─── DATA FOR THIS EXERCISE
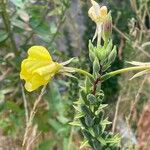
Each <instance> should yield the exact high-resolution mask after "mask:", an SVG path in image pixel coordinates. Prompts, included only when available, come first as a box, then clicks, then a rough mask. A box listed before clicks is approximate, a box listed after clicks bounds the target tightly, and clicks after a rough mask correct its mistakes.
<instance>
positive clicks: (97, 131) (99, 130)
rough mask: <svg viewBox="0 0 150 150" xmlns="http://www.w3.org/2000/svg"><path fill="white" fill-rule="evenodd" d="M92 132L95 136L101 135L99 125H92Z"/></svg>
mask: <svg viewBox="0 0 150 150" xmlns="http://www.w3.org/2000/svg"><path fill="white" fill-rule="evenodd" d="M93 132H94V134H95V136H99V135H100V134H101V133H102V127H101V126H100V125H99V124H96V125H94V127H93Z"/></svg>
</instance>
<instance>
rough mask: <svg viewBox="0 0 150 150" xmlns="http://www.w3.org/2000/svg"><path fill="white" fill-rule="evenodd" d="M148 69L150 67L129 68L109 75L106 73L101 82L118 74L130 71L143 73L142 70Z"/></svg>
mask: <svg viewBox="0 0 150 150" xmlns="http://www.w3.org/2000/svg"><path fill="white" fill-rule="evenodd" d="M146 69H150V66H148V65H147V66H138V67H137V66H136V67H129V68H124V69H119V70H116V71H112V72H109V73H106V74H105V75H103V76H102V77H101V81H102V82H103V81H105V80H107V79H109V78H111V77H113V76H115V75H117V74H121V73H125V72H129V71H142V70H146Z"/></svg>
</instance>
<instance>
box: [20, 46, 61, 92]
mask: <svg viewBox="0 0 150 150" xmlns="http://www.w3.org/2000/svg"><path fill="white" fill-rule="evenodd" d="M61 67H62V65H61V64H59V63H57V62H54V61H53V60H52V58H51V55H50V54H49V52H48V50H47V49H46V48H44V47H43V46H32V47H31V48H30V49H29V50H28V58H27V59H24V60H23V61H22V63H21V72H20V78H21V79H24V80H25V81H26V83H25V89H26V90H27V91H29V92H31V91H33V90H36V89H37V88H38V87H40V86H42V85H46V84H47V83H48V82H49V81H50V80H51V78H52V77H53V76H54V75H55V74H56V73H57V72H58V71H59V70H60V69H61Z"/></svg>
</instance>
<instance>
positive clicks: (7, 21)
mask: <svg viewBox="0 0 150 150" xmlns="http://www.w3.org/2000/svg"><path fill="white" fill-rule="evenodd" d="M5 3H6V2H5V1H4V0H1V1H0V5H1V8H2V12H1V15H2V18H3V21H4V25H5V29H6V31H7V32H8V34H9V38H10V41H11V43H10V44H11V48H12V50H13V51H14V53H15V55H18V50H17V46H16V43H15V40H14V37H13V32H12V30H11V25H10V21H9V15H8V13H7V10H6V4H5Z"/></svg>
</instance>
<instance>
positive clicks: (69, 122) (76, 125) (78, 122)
──────
─── DATA FOR THIS EXERCISE
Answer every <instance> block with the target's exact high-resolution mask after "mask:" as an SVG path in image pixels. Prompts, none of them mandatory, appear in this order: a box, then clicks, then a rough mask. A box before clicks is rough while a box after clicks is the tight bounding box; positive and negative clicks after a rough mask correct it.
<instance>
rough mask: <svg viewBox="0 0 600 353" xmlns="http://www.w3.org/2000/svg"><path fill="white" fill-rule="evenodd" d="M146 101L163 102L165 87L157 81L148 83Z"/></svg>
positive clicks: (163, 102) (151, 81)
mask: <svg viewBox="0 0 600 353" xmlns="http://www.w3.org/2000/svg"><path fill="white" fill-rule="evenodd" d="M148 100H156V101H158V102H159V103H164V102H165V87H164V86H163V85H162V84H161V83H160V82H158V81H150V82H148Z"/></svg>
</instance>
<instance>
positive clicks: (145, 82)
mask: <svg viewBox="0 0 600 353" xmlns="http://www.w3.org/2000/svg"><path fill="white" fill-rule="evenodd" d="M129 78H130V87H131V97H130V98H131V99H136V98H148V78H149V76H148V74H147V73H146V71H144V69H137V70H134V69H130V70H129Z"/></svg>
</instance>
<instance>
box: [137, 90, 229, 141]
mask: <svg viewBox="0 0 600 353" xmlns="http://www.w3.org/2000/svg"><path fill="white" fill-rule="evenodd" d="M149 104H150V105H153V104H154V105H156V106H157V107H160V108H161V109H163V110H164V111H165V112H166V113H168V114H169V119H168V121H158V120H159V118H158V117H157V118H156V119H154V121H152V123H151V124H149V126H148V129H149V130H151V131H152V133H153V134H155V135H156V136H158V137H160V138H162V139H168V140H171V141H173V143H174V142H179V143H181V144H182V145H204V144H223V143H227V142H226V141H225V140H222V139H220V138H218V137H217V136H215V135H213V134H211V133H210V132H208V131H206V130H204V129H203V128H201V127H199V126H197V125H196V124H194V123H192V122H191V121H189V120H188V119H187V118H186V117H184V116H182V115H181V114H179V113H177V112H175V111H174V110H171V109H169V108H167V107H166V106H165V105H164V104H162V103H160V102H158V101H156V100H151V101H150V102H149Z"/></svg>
──────
─── DATA FOR THIS EXERCISE
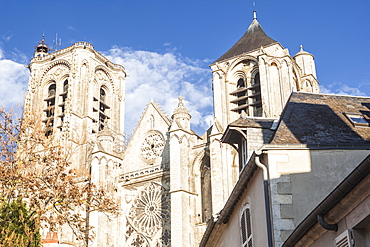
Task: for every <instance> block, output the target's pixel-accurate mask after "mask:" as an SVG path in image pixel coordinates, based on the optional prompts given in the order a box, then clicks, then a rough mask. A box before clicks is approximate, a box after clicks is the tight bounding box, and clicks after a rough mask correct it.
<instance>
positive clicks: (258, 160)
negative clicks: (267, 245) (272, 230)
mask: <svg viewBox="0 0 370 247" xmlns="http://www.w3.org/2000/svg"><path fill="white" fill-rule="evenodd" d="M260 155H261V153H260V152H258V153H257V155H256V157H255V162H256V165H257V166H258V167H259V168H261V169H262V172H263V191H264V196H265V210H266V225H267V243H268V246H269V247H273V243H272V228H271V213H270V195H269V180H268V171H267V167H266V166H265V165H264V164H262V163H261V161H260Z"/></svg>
──────
▶ **WORK INSTRUCTIONS**:
Wherever the string "resolution" occurs in the data, copy the line that holds it.

▶ **ANSWER FOR THE TASK**:
Each <instance> should yield the exact high-resolution mask after "mask:", an SVG path in image pixel coordinates. Prompts, included only when available, come first as a box, then clicks, then a rough mask. A box listed before clicks is approximate, a box listed after clicks bounds the target tightly, and clicks after a rough mask correct its mistakes.
Answer every <instance> block with the target's exact high-resolution mask after "mask:" as an SVG path in image pixels. Prompts, none of them mandatory, appear in this order: a box, then clicks, then a rough mask. A box before clicks is rough while a box after clicks is the tight bounding box; positive and negative clicks after a rough mask correct it.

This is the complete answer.